→ Exercise directions:
Print everything in the media commentary below from "Why, you ask?" down to "the debate started.", including both, with no changes.

== Given text

I had to double check to make sure this story at HuffPo wasn’t satire.

Fox News personality Bill O’Reilly has announced that Killing Jesus: A History will be his follow-up book to the NYT Bestsellers Killing Lincoln and Killing Kennedy. A press release from his publisher Henry Holt stated that the book will

…tell the story of Jesus of Nazareth as a beloved and controversial young revolutionary brutally killed by Roman soldiers. O’Reilly will recount the seismic political and historical events that made his death inevitable, and the changes his life brought upon the world for the centuries to follow. “Jesus Christ has not walked among us physically for more than two thousand years, yet his presence today is felt the world over and his spirit is worshipped by more than 2.2 billion people,” said O’Reilly. “His teachings, his legacy, his life as a flesh-and-blood man, and his death created the world in which we live.”

Too much! More from The Hollywood Reporter:

In Killing Jesus, O’Reilly “will recount the seismic political and historical events” that made the death of the “beloved and controversial young revolutionary” known as Jesus of Nazareth inevitable.

“Jesus Christ has not walked among us physically for more than 2,000 years, yet his presence today is felt the world over and his spirit is worshipped by more than 2.2 billion people, O’Reilly said in a statement released by Holt. “His teachings, his legacy, his life as a flesh-and-blood man and his death created the world in which we live.”

This is a riot:

Candy Crowley moderating presidential debate

Candy Crowley moderating presidential debate

Dylan Byers reported at Politico last night that former RNC chairman and current co-chair of the presidential debate commission Frank Farenkopf regrets allowing CNN’s Candy Crowley to moderate the second presidential debate between Obama and Romney.

Why, you ask?

Crowley, who moderated the second, town-hall-style debate, drew heavy fire from conservatives for challenging Mitt Romney after he suggested that President Obama had not called the attacks in Benghazi, Libya, “acts of terror.”

According to an agreement between the Obama and Romney campaigns, the moderator of the town hall debate was to refrain from asking questions or participating in the debate. Crowley had promised to defy that agreement even before the debate started.

Give me a break! Farenkopf was upset because Candy told the truth. Does anyone really believe he would have objected if she had been backing up something Romney said?

Soledad O'Brien

Soledad O’Brien

In other CNN news, The New York Post reported yesterday that Soledad O’Brien is leaving the network and {ugh!} Erin Burnett will be moved into the morning spot.

We’re told award-winning journalist O’Brien has indicated she is ready to leave after she was initially promised a plum prime-time slot, but that role has so far failed to materialize. A source tells us: “The deal to move Erin to the morning alongside Chris Cuomo is basically done. Soledad had been told she’d get a prime-time slot, but that hasn’t yet happened, and now she is telling friends she is likely to leave.”

====
== Records supplied

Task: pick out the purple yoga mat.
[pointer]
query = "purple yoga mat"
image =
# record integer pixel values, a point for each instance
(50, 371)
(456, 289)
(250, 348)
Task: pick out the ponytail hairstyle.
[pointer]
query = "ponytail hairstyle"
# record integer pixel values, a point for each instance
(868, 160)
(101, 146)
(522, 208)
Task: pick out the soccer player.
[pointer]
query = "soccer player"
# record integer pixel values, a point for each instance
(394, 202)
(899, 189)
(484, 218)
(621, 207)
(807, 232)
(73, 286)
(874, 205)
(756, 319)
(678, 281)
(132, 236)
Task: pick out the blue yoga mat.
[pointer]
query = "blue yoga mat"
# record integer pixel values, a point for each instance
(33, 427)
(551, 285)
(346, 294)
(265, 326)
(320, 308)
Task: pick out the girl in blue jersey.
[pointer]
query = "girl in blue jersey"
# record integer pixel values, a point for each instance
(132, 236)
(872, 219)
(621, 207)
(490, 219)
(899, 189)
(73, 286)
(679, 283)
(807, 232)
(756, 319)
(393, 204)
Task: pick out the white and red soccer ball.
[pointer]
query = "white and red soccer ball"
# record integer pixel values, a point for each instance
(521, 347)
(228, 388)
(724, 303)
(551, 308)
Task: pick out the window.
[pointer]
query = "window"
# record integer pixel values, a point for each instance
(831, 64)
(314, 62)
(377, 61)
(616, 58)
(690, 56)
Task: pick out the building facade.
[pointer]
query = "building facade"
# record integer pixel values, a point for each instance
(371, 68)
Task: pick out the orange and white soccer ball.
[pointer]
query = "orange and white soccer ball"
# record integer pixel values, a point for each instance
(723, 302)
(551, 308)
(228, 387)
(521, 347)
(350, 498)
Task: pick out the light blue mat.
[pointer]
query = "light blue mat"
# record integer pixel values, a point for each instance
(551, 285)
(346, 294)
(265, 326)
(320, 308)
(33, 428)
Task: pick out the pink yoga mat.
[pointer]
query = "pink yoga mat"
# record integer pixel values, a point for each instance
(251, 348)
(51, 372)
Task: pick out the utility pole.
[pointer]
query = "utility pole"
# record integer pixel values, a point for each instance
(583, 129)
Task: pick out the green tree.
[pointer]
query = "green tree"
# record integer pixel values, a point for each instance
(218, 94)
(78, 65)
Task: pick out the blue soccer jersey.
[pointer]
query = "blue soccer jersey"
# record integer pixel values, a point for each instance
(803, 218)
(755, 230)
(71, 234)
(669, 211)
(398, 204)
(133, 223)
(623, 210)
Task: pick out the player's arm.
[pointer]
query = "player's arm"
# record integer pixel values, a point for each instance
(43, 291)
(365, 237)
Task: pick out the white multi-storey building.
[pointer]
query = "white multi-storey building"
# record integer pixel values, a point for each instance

====

→ Response to the task:
Why, you ask?

Crowley, who moderated the second, town-hall-style debate, drew heavy fire from conservatives for challenging Mitt Romney after he suggested that President Obama had not called the attacks in Benghazi, Libya, “acts of terror.”

According to an agreement between the Obama and Romney campaigns, the moderator of the town hall debate was to refrain from asking questions or participating in the debate. Crowley had promised to defy that agreement even before the debate started.